In the data below, restate exactly the lines from the one with "Indicate every instance of the range" to the final line, both included, but not the pictures.

......

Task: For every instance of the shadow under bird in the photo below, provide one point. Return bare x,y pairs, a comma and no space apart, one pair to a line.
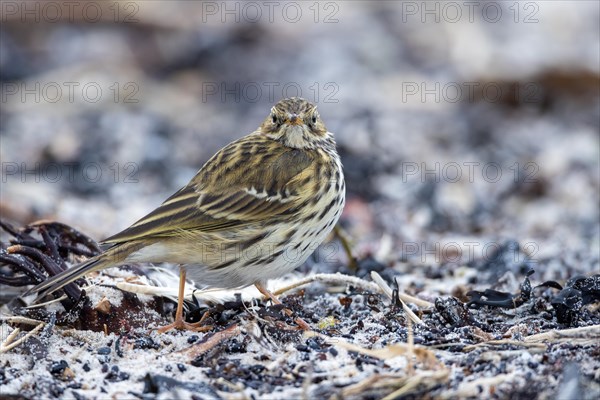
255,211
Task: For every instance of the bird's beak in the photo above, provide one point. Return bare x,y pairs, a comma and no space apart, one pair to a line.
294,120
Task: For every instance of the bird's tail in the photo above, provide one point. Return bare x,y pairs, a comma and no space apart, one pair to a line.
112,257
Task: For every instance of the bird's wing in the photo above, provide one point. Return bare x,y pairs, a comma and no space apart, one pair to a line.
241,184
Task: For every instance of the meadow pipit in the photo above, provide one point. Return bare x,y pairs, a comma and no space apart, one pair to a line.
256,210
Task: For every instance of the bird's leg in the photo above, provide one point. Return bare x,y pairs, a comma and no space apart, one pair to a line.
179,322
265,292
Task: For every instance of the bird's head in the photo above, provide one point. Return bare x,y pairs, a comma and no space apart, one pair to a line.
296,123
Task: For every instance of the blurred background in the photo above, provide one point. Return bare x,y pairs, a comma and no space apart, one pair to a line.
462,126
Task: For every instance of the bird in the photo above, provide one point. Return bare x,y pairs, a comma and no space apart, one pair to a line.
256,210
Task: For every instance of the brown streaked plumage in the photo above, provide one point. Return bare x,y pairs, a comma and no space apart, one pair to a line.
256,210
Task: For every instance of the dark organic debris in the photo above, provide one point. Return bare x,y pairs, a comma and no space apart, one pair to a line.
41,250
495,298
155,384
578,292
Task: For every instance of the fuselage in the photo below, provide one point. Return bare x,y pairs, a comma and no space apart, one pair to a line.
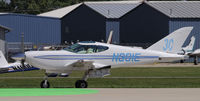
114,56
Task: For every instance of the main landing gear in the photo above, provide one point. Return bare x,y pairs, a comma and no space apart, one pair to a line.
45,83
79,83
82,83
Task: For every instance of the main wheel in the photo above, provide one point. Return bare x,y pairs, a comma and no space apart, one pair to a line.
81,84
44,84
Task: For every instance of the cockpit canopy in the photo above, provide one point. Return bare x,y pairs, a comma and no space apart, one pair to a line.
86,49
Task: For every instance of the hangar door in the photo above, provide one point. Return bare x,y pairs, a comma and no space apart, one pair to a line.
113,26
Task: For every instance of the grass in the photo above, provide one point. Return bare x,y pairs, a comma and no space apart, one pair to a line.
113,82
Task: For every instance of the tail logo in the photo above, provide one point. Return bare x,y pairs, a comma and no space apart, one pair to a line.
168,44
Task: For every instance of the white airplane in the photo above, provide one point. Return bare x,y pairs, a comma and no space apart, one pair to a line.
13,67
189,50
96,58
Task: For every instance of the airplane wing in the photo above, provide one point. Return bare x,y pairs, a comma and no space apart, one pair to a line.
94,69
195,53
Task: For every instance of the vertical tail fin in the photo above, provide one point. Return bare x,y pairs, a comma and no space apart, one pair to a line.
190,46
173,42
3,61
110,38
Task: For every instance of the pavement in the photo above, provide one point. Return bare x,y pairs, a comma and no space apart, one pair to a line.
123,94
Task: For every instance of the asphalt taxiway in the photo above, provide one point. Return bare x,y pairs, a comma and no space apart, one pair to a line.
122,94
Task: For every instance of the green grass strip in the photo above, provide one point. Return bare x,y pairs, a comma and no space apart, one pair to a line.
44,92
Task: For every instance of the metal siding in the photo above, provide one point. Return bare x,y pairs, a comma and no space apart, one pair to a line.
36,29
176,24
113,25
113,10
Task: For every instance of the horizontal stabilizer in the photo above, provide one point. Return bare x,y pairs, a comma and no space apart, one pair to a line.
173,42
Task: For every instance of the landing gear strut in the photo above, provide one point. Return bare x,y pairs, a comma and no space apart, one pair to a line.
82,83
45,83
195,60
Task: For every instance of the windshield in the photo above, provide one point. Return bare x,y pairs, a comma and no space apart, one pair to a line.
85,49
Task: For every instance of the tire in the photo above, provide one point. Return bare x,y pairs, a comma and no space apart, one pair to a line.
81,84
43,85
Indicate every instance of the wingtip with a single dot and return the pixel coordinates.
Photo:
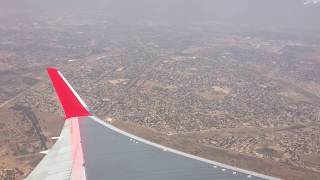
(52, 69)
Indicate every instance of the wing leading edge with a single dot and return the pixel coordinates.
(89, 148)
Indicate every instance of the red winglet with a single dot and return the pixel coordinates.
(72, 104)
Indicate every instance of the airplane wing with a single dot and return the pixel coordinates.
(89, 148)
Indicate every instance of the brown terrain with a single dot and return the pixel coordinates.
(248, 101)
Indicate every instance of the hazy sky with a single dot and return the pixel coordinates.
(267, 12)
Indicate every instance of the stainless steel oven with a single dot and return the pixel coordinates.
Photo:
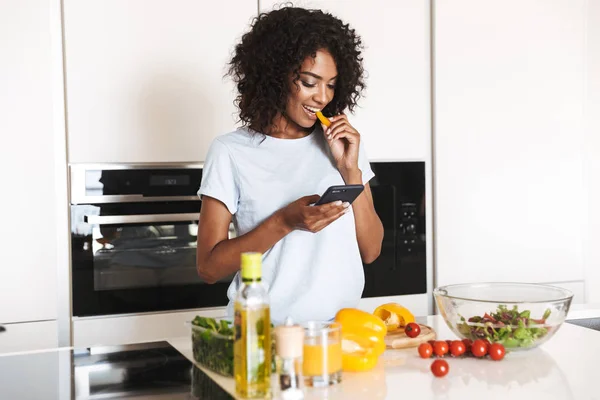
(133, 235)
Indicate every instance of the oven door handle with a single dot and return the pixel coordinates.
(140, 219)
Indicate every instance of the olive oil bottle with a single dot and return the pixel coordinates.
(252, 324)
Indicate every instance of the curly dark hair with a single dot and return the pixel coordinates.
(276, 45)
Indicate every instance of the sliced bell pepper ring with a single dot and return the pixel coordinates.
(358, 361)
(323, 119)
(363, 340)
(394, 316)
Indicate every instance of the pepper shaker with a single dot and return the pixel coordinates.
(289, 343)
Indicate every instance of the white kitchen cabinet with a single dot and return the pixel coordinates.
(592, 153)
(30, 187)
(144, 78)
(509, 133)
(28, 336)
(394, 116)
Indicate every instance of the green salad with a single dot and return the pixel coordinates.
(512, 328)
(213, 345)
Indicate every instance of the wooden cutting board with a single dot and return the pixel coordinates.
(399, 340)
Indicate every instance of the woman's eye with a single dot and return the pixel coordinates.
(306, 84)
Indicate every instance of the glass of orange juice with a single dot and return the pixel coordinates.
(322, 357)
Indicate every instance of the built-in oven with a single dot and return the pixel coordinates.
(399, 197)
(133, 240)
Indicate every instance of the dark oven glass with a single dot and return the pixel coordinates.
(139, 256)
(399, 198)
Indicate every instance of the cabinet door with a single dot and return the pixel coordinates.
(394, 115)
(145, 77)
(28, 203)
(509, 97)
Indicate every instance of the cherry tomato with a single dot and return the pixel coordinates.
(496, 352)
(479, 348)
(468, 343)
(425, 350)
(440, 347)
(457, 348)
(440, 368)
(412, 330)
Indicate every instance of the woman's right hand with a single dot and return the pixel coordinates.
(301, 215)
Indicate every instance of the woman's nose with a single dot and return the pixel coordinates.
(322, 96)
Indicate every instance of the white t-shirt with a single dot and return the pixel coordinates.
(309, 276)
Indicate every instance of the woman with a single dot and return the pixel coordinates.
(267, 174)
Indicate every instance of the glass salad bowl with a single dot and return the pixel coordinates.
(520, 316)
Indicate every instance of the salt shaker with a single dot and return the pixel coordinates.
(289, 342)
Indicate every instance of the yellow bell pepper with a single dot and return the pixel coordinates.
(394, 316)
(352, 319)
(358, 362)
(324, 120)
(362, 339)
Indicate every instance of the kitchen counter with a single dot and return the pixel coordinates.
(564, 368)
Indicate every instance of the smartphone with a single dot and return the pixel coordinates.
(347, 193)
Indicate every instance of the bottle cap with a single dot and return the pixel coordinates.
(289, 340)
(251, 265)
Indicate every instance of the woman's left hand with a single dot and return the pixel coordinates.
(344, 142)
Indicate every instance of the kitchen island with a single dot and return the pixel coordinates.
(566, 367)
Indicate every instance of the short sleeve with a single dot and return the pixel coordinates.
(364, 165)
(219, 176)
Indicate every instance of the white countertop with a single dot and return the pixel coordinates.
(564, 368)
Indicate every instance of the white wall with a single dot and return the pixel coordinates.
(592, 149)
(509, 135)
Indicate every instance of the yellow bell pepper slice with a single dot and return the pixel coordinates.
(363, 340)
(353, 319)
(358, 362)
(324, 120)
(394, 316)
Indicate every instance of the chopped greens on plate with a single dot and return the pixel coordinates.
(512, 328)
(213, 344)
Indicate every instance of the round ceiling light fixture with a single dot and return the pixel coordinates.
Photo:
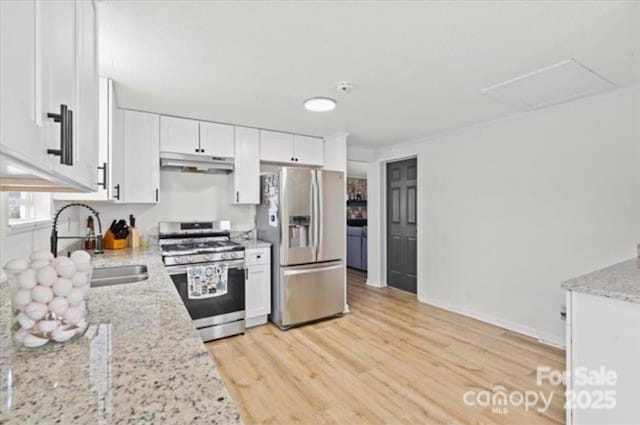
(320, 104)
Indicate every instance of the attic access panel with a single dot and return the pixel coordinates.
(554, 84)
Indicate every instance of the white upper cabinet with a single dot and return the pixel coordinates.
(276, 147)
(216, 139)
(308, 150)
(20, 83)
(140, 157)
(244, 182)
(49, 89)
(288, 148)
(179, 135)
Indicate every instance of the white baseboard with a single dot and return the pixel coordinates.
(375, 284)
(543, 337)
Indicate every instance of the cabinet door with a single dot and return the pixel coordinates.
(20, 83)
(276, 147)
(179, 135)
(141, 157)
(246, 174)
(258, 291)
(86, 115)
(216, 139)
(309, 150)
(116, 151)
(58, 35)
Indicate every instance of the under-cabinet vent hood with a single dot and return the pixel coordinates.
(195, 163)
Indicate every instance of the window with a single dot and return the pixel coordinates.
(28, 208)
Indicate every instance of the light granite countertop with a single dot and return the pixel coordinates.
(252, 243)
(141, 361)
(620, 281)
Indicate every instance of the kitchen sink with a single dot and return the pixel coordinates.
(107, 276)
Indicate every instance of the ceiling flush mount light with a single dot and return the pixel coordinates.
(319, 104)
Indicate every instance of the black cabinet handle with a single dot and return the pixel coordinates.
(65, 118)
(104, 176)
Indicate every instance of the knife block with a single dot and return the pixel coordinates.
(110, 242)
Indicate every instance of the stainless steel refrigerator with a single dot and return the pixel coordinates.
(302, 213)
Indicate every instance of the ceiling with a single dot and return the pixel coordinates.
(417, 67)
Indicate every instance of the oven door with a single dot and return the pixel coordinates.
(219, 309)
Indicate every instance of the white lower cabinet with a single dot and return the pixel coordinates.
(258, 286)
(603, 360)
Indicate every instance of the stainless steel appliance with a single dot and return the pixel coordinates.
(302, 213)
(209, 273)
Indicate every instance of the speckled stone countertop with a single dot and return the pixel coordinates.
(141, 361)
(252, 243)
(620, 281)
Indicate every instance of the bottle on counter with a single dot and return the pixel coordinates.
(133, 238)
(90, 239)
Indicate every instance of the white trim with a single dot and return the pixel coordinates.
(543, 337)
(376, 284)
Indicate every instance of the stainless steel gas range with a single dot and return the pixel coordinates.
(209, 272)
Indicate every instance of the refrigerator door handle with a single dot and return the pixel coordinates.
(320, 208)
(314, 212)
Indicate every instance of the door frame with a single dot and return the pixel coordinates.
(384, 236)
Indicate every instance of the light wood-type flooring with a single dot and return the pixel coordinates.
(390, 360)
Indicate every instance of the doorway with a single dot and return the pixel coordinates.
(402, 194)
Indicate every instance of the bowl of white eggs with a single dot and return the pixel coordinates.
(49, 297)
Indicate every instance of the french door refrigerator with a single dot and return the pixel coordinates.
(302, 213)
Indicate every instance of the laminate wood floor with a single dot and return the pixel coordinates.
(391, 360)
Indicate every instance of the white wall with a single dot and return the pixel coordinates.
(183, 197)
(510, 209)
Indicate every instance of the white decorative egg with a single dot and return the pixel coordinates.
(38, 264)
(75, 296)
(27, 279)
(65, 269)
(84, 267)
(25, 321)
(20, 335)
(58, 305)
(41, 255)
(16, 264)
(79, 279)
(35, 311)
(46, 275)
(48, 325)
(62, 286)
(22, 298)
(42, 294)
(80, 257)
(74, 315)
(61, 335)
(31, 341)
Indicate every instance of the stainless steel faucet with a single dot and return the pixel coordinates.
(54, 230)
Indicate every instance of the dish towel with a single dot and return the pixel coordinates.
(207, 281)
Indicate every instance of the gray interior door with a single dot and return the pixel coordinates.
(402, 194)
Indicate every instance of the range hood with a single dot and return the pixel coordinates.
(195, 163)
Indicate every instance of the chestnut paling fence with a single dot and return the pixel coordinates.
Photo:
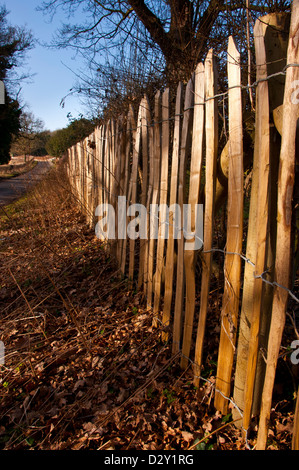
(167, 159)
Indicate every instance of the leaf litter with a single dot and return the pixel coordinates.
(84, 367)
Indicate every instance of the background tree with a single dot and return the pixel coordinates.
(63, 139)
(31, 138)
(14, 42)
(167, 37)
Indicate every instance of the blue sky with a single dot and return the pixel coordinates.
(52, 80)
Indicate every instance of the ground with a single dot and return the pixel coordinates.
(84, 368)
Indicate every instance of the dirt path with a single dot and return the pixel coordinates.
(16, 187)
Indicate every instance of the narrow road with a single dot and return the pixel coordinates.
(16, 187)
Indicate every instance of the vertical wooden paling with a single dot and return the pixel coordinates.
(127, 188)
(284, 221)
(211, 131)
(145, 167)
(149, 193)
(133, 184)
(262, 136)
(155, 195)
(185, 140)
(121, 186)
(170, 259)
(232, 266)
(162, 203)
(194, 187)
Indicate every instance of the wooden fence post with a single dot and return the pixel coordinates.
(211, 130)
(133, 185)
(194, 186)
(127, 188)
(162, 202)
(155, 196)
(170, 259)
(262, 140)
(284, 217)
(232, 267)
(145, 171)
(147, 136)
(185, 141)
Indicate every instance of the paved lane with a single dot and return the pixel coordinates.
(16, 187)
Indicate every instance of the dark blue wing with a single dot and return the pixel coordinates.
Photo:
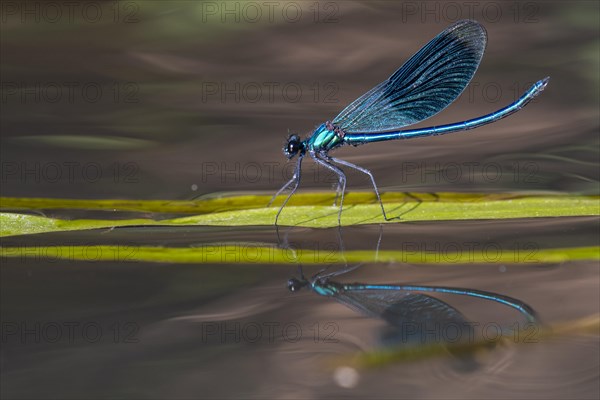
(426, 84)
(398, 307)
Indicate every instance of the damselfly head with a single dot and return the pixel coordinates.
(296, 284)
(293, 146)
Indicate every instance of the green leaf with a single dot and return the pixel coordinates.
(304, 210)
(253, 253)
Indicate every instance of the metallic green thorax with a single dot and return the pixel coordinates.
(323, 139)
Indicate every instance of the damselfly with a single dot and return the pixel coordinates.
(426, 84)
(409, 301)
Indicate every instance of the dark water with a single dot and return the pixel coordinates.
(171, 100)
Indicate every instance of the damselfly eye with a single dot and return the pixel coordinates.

......

_COMPLETE ANSWER_
Indicate every instance of the range hood with a single dot and return the pixel coordinates.
(195, 163)
Indicate every instance of the chestnut paling fence with a single dot and return the pixel coordinates.
Photo:
(167, 159)
Indicate every instance of the leaf litter with a single dot and return the pixel coordinates.
(84, 367)
Indicate every instance of the background tree with a single dot and return the pixel coordinates.
(63, 139)
(31, 138)
(14, 42)
(167, 37)
Indicate every instance of the blue sky with a single dot and return the pixel coordinates.
(52, 80)
Indicate every instance of the ground with a single dot and return the pixel coordinates.
(84, 368)
Indicate every instance of the dirt path with a single dot and return the pixel coordinates.
(16, 187)
Indicate every instance of the narrow road with a single dot and return the pixel coordinates.
(16, 187)
Indicate every instance of the vertical wooden paling with a single dot and return the pixel coordinates.
(127, 188)
(284, 221)
(211, 131)
(145, 167)
(149, 193)
(133, 184)
(262, 136)
(155, 195)
(185, 140)
(121, 186)
(170, 259)
(232, 266)
(162, 203)
(194, 187)
Indicate every instance of the wooden fence post with a single dot and return the pixel coordinates.
(211, 130)
(133, 185)
(194, 186)
(127, 188)
(162, 202)
(155, 196)
(170, 259)
(262, 140)
(284, 217)
(232, 267)
(145, 171)
(147, 136)
(185, 141)
Indicate every instance of the paved lane with a single dot and return the pixel coordinates.
(16, 187)
Indicate every instance of the dark blue wing with a single dot and return the pixel coordinates.
Photo:
(426, 84)
(398, 307)
Indicate every instance of the damselfly head with a single dot and return the pixel coordinates.
(296, 284)
(293, 146)
Indicate every instance of the green leaf with a single dot and return the pixel coordinates.
(304, 210)
(253, 253)
Indicate every instance of the metallic green thorax with a single dot and return the pixel coordinates.
(323, 139)
Indicate every instance of the damselfly with a single dot and return the pixel coordinates.
(426, 84)
(409, 301)
Indicate every instance of the dark water with a single dot and return the pixel coordinates.
(171, 100)
Indicate every instance of the damselfly eye with a single dot and return the pixel coordinates.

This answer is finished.